**Work task:** Go through the listing that follows and write it out exactly. Drop the pictures.

**Entries supplied:**
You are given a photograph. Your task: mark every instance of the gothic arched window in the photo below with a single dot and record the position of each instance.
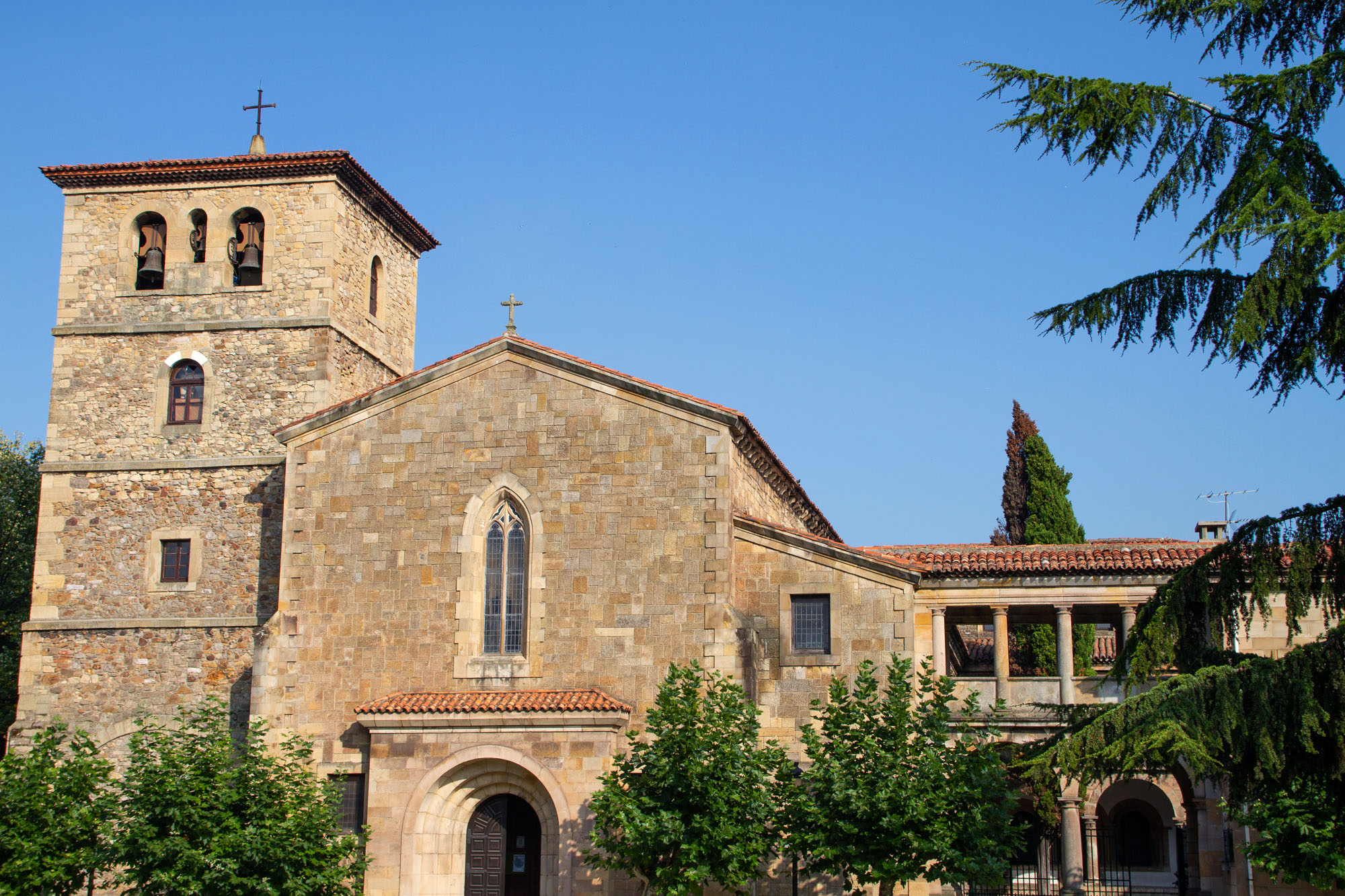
(506, 581)
(376, 272)
(186, 392)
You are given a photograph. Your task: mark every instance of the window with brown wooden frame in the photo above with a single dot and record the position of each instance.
(186, 392)
(177, 559)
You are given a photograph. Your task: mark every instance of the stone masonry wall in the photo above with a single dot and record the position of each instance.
(103, 678)
(630, 502)
(755, 497)
(870, 616)
(96, 528)
(392, 333)
(107, 403)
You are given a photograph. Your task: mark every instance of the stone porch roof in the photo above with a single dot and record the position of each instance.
(496, 701)
(1100, 556)
(276, 166)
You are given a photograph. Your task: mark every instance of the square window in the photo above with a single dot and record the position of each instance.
(177, 559)
(812, 616)
(352, 788)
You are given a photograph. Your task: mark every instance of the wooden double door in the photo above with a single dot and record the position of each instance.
(504, 849)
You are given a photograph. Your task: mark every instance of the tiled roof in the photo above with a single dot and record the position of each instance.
(270, 167)
(1105, 555)
(832, 542)
(789, 482)
(496, 701)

**Task answer:**
You are given a photograph. Your task: mark every instance of the gothic arched window in the photo below with a single dot and record the position of each instance.
(506, 581)
(376, 272)
(186, 392)
You are given a photograph. Your task: mark every instance of the window with brown wooden frame in the photo above with a single dot and record the position of each instance.
(186, 392)
(177, 559)
You are given a photograph. Your task: mark every instance of the stone masonry wall in the photo above with a single dot and record the position of each instance.
(103, 678)
(630, 502)
(755, 497)
(870, 616)
(96, 528)
(392, 333)
(107, 403)
You are given a photograph. Your task: mark every instance of the stone porch roof in the photo above with a single dot and record the position of each instance.
(496, 701)
(1100, 556)
(276, 166)
You are given a photograph. Your task: mark every instance of the square window in the photo above with a single dot and record the position of each instance.
(177, 559)
(812, 616)
(352, 788)
You are given a photograph. Your task: mark every instance of the wooden double door in the photo above with a single dot and record the position of each instance.
(504, 849)
You are given a photograph. Your task: mark every instance of the tiled roof in the photo above with a single dot and record the position of each instance.
(270, 167)
(1105, 555)
(832, 542)
(789, 482)
(496, 701)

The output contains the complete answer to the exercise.